▶ Text shown

Below, we present a problem from the 2/11 Algebra and Number Theory set, along with 3 student submitted solution. You may vote up for the solutions that you think should be featured, and should vote down for those solutions that you think are wrong.

LCM with 1000 How many positive integers \(N\) are there such that the least common multiple of \(N\) and 1000 is 1000?

You may try the problem by clicking on the above link.

All solutions may have LaTeX edits to make the math appear properly. The exposition is presented as is, and has not been edited.

About 60% of those who answered this problem got it correct.

\[ \mbox{Remarks from Calvin} \]

When it comes to proof-writing, it is often difficult to determine the exact amount of information to provide. You should identify your audience, which would be someone of the same mathematical ability who is unable to solve the problem. You should provide enough justification for your peers to understand, without requiring them to read your mind. Because this question is very basic, you have to explain the important statement, i.e. show that "LCM\((N, 1000) = 1000\) if and only if \(N\) is a divisor of 1000". This is a unique property, which doesn't hold for "LCM\((N, M) = 1000\)", where \(M \neq 1000\). You will need to explain why non-divisors of 1000 will not work, and why a divisor of 1000 will work.

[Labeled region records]
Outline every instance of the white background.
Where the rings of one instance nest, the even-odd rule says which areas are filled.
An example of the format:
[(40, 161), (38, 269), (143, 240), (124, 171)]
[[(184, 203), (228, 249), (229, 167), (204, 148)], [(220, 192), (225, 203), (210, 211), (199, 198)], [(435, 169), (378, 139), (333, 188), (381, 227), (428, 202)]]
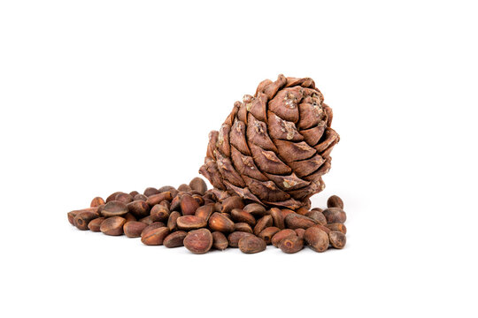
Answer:
[[(473, 2), (2, 1), (0, 315), (478, 314)], [(312, 77), (347, 246), (194, 255), (80, 231), (96, 195), (179, 186), (233, 103)]]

▶ Written task
Please transcribe the LCM problem page above word for word, starting at "Below, we present" and ending at "1000 is 1000?".

▶ Reply to the task
Below, we present a problem from the 2/11 Algebra and Number Theory set, along with 3 student submitted solution. You may vote up for the solutions that you think should be featured, and should vote down for those solutions that you think are wrong.

LCM with 1000 How many positive integers \(N\) are there such that the least common multiple of \(N\) and 1000 is 1000?